======== Extract to read ========

World's
small islands press for early warning system after tsunami
AFP, Port Louis
A UN conference on small islands opened in Mauritius yesterday
with a call to set up an early warning system in the wake
of the tsunami disaster in Asia that left more than 156,000
dead.
"We
meet here in Mauritius at a time of terrible death and
destruction caused by the Asian tsunami two weeks ago,"
said UN official Anwarul Chowdhury as he opened a week-long
UN conference on small islands.
UN
Secretary General Kofi Annan is due to attend the conference
later this week after touring the Maldives, a cluster
of 1,192 low-lying islands scattered across the Indian
Ocean that was hard hit by the December 26 tidal waves.
"His
recent call for a global early warning system needs
serious attention from this conference," said Chowdhury,
the secretary general of the meeting.
An
early warning system, which makes use of seismic stations
throughout the world to locate earthquakes capable of
unleashing giant waves, is already in place for Pacific
Ocean countries.
Providing
such technology and expertise for Indian Ocean countries
has been singled out as one of the urgent measures to
be taken in the aftermath of the tsunami, which the
United Nations has said is the worst natural disaster
in its history.

======== Data for the task ========

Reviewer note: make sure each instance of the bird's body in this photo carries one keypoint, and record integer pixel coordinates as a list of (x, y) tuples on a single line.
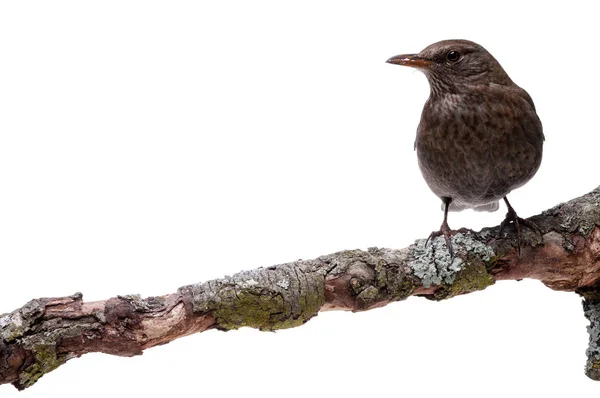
[(479, 136), (475, 147)]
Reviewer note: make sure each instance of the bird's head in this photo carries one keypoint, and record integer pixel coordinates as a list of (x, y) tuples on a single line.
[(453, 65)]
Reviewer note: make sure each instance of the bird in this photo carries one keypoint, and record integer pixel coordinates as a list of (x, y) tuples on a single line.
[(479, 136)]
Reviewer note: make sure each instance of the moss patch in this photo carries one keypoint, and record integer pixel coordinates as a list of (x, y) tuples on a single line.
[(46, 361)]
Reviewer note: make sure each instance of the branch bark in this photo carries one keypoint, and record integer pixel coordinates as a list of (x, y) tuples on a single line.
[(45, 333)]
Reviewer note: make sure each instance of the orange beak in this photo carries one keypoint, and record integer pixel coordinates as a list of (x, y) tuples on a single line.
[(412, 60)]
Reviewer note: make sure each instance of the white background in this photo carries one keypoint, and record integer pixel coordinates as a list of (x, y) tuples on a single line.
[(148, 145)]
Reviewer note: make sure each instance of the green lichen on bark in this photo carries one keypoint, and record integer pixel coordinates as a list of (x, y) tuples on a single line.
[(472, 277), (465, 272), (17, 323), (278, 297), (46, 361)]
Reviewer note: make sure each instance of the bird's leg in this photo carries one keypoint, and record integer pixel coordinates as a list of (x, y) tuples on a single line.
[(445, 230), (511, 216)]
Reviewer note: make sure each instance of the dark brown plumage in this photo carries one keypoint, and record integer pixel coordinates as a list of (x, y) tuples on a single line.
[(479, 136)]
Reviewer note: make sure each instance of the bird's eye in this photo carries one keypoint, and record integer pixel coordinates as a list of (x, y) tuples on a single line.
[(453, 56)]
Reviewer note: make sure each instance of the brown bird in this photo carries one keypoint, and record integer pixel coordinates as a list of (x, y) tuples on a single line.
[(479, 136)]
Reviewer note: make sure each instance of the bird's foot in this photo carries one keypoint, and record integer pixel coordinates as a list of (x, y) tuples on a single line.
[(446, 232), (512, 217)]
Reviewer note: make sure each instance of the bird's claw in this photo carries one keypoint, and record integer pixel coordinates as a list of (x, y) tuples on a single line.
[(447, 233), (512, 217)]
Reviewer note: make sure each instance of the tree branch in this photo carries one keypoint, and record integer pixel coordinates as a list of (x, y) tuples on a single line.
[(47, 332)]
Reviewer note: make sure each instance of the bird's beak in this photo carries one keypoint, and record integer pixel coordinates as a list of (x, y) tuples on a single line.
[(412, 60)]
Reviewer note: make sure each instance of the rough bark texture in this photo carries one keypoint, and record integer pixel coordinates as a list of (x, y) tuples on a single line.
[(45, 333)]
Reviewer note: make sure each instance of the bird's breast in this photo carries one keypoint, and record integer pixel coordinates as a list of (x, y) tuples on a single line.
[(477, 148)]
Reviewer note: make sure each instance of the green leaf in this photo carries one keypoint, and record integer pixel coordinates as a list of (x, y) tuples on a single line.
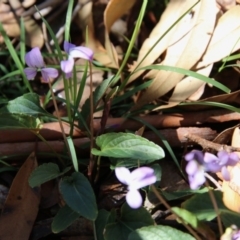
[(78, 194), (101, 222), (127, 145), (130, 220), (27, 104), (64, 218), (45, 173), (202, 206), (229, 218), (159, 232), (19, 121)]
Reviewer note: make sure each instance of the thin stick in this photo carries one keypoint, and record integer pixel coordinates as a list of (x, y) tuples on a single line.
[(214, 202), (91, 161), (162, 200), (213, 180), (59, 119), (208, 145)]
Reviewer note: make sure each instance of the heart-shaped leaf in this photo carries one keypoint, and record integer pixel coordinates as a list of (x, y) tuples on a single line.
[(127, 145)]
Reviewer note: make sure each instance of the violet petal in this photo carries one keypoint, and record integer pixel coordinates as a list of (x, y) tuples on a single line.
[(197, 179), (209, 157), (67, 66), (142, 177), (134, 198), (123, 175), (67, 46), (194, 155), (233, 159), (81, 52), (30, 73), (34, 58), (223, 157), (48, 73), (225, 173)]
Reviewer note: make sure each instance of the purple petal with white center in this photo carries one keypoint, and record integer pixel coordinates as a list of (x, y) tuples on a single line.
[(225, 173), (192, 167), (30, 73), (223, 157), (233, 159), (81, 52), (134, 198), (197, 179), (67, 66), (123, 175), (67, 46), (194, 155), (209, 157), (213, 167), (34, 58), (142, 177), (48, 73)]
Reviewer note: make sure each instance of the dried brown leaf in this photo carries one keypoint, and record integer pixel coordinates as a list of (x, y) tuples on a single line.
[(174, 10), (85, 20), (203, 22), (21, 207), (225, 39)]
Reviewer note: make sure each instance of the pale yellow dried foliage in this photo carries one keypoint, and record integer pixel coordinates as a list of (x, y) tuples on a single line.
[(190, 52), (231, 189), (10, 21), (173, 11)]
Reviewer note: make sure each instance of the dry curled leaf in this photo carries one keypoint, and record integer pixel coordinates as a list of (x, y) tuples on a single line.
[(225, 39), (231, 189), (202, 22), (174, 10)]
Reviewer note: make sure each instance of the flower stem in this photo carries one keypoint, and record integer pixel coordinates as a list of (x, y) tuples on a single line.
[(91, 160), (163, 201), (214, 202), (59, 120)]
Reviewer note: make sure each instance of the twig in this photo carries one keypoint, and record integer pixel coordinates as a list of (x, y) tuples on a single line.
[(162, 200), (211, 146)]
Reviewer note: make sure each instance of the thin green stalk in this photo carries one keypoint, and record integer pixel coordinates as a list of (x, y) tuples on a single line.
[(132, 42), (60, 121), (214, 202), (91, 160), (163, 201)]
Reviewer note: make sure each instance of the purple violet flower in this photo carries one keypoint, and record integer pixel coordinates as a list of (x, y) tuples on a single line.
[(35, 63), (138, 178), (74, 52), (199, 163)]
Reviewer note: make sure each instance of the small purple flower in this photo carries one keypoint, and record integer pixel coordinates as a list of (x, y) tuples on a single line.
[(74, 52), (195, 169), (199, 163), (138, 178), (35, 63)]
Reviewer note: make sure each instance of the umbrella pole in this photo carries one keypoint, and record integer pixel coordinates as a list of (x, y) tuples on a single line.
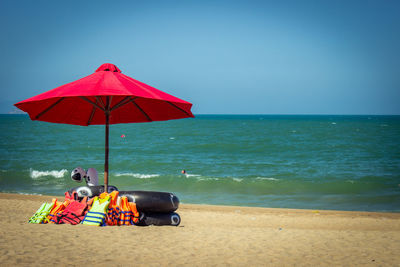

========

_Problems to solve_
a) In the article on the small islands conference, how many islands make up the Maldives?
b) Return each line of the records that contains the string "petal", matching case exactly.

_Correct answers_
a) 1,192 low-lying islands.

b)
Reviewer note: make sure each instance of the violet petal in this photo carries one keypoint, and record integer pixel coordinates as a list of (x, y) tuples on a single line.
Reviewer note: make sure each instance of the purple petal with white center in this photo carries one keypoint, and record integer pixel coordinates as a list of (x, y) tuples on a single line.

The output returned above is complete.